## TEXT SEGMENT
-*-

But by the time the band closes its first set, with Journey's fraternity-party staple ``Don't Stop Believin', " the dance floor is packed and pulsing. ``Oh, Journey!" exclaims a petite blonde in pearls and pink heels, before she urgently belts out the lyrics with the rest of the sweaty crowd.


The throng has grown steadily over the course of the evening. And once people entered the bar, they were hooked. Few departed before the band's encore, which extended past the 1 a.m. closing time -- with no complaints from the staff.


For Spike the Punch and any other Faneuil Hall regular, it's a typical night. ``The first set is always mellow, but it picks up as the night goes on," says Mark Carey, over the phone the day after the show. Carey is lead singer of Dick n Jane, another regular player in Faneuil Hall's cover band scene. ``People tend to stay the whole night."


On any given night, there's a cover band playing on what Fraser calls ``the Union Street tour," that is, one of the handful of bars that dot the street: the Purple Shamrock, Bell in Hand Tavern, and Green Dragon Tavern. Given that the area invites easy barhopping, the ability for one bar to hold on to a large crowd for a whole evening is an amazing feat. Some bar owners speculate that cover bands are the reason.

-*-

## STUDY MATERIAL
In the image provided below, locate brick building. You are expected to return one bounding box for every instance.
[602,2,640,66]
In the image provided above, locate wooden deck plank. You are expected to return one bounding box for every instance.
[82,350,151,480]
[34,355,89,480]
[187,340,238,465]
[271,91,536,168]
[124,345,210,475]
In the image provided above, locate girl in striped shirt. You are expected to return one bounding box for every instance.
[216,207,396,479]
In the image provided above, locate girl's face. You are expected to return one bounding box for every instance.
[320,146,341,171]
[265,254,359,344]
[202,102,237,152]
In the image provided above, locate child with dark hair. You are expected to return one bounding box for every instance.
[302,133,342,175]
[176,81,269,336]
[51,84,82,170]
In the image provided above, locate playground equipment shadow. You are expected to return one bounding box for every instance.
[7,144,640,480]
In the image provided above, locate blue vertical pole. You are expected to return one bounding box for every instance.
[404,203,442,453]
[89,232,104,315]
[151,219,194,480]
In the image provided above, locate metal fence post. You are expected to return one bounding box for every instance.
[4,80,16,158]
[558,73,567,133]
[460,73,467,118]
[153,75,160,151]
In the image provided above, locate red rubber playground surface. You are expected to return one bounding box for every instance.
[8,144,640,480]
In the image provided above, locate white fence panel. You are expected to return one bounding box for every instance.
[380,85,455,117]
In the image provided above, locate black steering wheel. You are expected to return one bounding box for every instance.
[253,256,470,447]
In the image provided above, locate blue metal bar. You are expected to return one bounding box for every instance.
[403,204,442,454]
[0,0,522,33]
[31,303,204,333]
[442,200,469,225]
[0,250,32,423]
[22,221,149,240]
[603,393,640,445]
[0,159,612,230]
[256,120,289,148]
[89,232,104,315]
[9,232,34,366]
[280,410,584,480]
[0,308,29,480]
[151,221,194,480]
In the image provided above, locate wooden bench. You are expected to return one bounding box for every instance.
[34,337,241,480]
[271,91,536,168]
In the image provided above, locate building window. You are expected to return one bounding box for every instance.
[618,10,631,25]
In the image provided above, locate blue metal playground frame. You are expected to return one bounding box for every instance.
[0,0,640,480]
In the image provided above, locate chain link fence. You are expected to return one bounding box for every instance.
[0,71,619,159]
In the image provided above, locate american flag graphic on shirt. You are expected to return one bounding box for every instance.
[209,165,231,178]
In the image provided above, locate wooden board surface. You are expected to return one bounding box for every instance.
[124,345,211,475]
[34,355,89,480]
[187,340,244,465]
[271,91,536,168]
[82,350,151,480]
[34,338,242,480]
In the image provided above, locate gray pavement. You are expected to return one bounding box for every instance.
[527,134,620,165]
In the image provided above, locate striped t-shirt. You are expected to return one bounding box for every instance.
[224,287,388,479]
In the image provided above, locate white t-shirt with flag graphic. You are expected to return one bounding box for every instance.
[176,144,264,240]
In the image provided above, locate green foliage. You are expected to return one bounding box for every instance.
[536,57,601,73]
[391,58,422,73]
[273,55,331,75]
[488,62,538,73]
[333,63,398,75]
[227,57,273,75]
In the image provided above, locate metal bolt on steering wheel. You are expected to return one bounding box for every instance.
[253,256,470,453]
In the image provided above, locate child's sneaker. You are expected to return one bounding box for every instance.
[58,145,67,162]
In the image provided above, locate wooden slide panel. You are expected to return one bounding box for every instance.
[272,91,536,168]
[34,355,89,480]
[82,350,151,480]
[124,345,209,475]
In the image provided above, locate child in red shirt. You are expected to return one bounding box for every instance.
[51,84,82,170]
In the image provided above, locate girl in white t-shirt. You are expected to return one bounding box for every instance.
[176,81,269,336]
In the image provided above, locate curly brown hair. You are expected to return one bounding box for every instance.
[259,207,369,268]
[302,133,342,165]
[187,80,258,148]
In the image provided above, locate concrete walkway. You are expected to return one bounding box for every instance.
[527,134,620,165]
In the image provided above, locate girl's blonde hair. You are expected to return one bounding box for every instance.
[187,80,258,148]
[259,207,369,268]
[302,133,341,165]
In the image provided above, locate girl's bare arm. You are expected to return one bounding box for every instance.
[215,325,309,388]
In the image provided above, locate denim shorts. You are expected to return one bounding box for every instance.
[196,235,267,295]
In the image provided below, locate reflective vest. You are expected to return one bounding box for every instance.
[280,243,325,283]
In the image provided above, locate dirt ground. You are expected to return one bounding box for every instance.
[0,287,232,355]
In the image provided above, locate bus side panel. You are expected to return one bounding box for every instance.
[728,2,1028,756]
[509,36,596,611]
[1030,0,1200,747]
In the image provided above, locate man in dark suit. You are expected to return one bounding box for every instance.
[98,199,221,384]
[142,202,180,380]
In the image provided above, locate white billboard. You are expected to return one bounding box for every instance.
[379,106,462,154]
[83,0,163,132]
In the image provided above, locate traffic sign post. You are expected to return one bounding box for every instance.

-*-

## EXERCISE DETAILS
From the passage above on the Faneuil Hall cover band scene, extract everything from "On any given" down to "are the reason.".

## ANSWER FOR THIS EXERCISE
On any given night, there's a cover band playing on what Fraser calls ``the Union Street tour," that is, one of the handful of bars that dot the street: the Purple Shamrock, Bell in Hand Tavern, and Green Dragon Tavern. Given that the area invites easy barhopping, the ability for one bar to hold on to a large crowd for a whole evening is an amazing feat. Some bar owners speculate that cover bands are the reason.